§ **DATA FOR THE TASK**
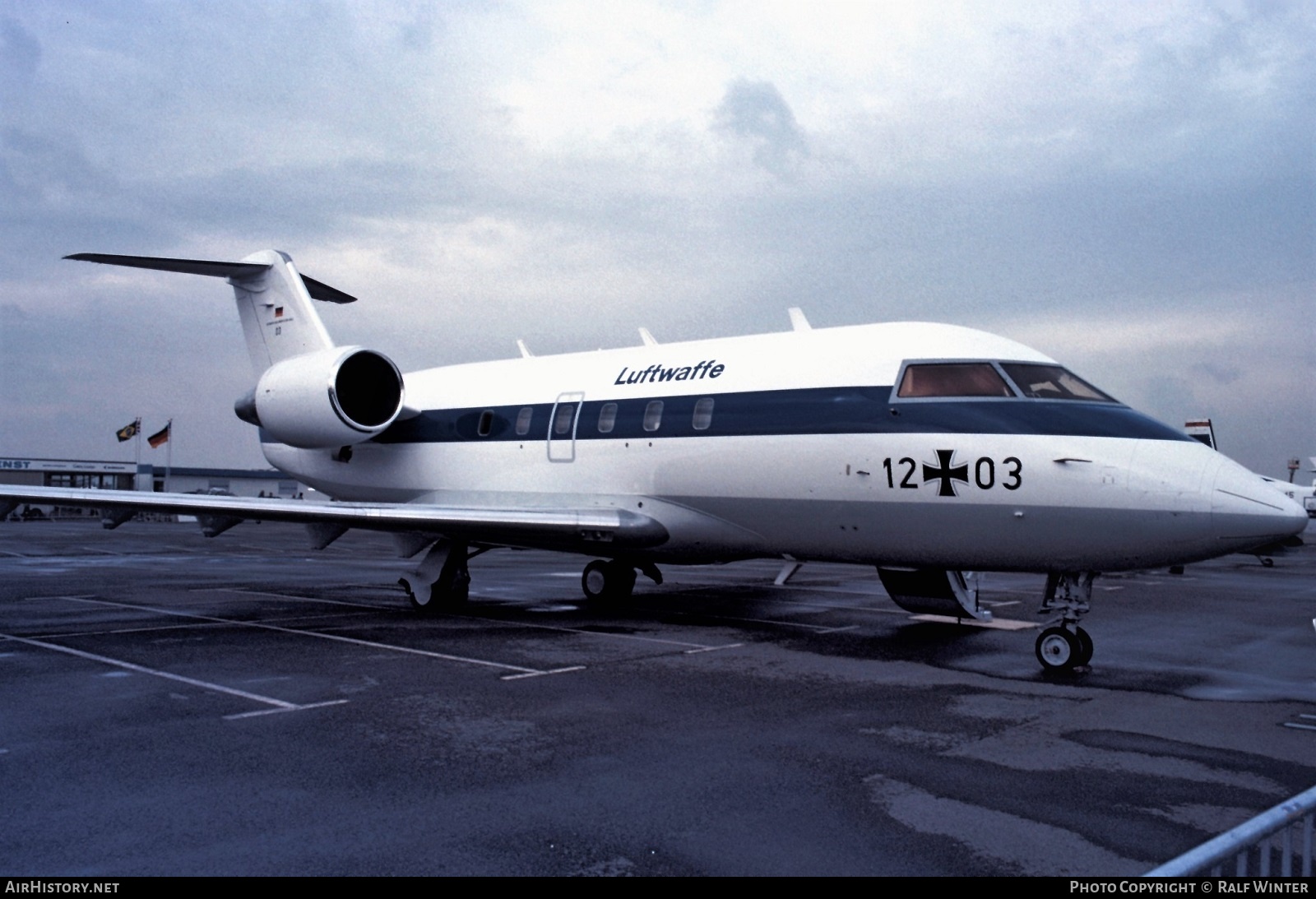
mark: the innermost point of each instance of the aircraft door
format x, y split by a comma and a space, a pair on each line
563, 424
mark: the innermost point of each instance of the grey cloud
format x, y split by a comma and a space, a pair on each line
20, 53
756, 112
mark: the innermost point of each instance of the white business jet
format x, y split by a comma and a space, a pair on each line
931, 452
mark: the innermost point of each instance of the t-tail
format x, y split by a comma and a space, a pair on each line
308, 392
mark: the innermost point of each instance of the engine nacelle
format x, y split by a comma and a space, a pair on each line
331, 398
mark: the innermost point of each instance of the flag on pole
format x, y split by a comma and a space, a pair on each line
129, 431
161, 436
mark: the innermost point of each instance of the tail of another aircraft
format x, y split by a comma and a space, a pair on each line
274, 300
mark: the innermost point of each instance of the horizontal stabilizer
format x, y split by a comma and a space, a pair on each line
212, 269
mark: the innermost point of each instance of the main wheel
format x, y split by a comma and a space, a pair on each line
1059, 649
607, 583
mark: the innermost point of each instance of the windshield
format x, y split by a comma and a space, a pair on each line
1052, 382
953, 379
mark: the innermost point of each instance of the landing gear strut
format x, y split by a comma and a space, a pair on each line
1065, 645
441, 582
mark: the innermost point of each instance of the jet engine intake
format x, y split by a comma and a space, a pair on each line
331, 398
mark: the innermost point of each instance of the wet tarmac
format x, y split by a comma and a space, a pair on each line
171, 704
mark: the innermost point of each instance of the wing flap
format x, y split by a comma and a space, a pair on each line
546, 528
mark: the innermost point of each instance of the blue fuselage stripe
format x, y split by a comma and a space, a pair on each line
780, 412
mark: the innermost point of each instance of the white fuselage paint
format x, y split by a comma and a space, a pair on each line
1077, 502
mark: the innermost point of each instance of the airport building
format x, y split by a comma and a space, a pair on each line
127, 475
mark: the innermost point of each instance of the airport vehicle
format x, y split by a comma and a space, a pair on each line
928, 451
1304, 494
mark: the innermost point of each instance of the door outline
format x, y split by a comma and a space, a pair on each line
561, 447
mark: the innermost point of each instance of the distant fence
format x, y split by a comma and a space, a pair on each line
1285, 829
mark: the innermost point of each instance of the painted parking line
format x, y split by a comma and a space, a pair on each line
995, 624
302, 599
690, 646
276, 704
368, 644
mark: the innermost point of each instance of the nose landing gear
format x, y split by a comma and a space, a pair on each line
1065, 645
609, 583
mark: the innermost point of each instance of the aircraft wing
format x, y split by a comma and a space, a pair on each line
549, 528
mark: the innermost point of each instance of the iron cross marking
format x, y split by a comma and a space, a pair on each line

§ **WHAT YOU HAVE TO DO**
Could you turn the material above into a numbered list, skipping any blank lines and leaving the pictures out?

§ **THE ANSWER**
1. mark: the innermost point of each instance of the aircraft door
2. format x, y split by a comma and a space, a pair on each line
3. 563, 424
4. mark: the innermost point of each instance of the grey cloud
5. format x, y split by a comma and a space, a pair on each line
6. 20, 53
7. 756, 112
8. mark: the innermost point of each instance of the white business jet
9. format x, y split by a comma and a space, a pair on each line
10. 931, 452
11. mark: the innermost point of each instance of the t-tail
12. format x, y split by a comma and a space, a pair on each line
13. 308, 392
14. mark: the innermost point of each instance of the engine nacelle
15. format x, y split by a comma and a space, a pair on each line
16. 331, 398
17. mark: the innermost point of each instance of the flag on pole
18. format x, y split by a comma and a space, a pair on each line
19. 129, 431
20. 161, 436
21. mark: the innermost point of each instance of the tail of another aircraft
22. format x, y split by a comma and a space, a pair on each line
23. 274, 300
24. mark: the innermost point of each instance of the horizontal stabilizer
25. format x, y split by a comma and a space, a pair on each line
26. 212, 269
27. mark: the innermost point of each instance of the main wheel
28. format x, y split by a comma and a space, a pair on each line
29. 1059, 649
30. 607, 583
31. mark: the innermost point of each instance of the windshield
32. format x, y split by a comma and a space, a pair on each line
33. 1052, 382
34. 953, 379
35. mark: the innermost point of each instance of the landing gear strut
36. format x, y split by a comma and a space, a pair on each line
37. 1065, 645
38. 441, 582
39. mark: the innermost point of each instance of the jet engine intake
40. format x, y split by a comma and a space, a pair on each line
41. 331, 398
42. mark: the innermost point of each instance of the wet tarmac
43. format x, y split by a comma and a space, a pair on each line
44. 171, 704
45. mark: the innermost point of each instance of the wing flap
46. format x, y split by a comma and a space, a pair on each line
47. 546, 528
48. mark: the innermost point of each instance of the blue fuselage stripe
49. format x, y split by a comma and a space, a pair on each line
50. 780, 412
51. mark: the innermost point of each instance of the white fuselage paint
52. format x, y split by a comma and a space, a pair on each line
53. 1077, 502
54. mark: the innermost point of each instance of the airport building
55. format x, y split by a comma and a space, a pair on each line
56. 127, 475
57. mark: the innermost point of each instance of the airport vehicle
58. format x, y split by a comma and a space, a pair on each line
59. 928, 451
60. 1304, 494
61. mark: the innermost point of each instance of the door outline
62. format x, y split by a comma and a space, a pair on each line
63. 561, 447
64. mark: the innermost point of each instance of the distant fence
65. format x, y split by a comma and a space, a pair on each line
66. 1285, 829
67. mark: the innermost point of each instance of the painted parking line
68. format x, y split by a comma and a space, a pair on each line
69. 995, 624
70. 302, 599
71. 690, 646
72. 276, 704
73. 368, 644
74. mark: the innermost point of each instance of the nose landing gear
75. format x, y split by a comma and a space, a pair on each line
76. 1065, 645
77. 609, 583
78. mark: the innermost point of each instance of the aircraft wing
79. format x, y split by a comma and a space, a pair on each line
80. 549, 528
81. mark: the innermost point of each instance of the iron cross marking
82. format x, y split by a comma and a space, a pair on each line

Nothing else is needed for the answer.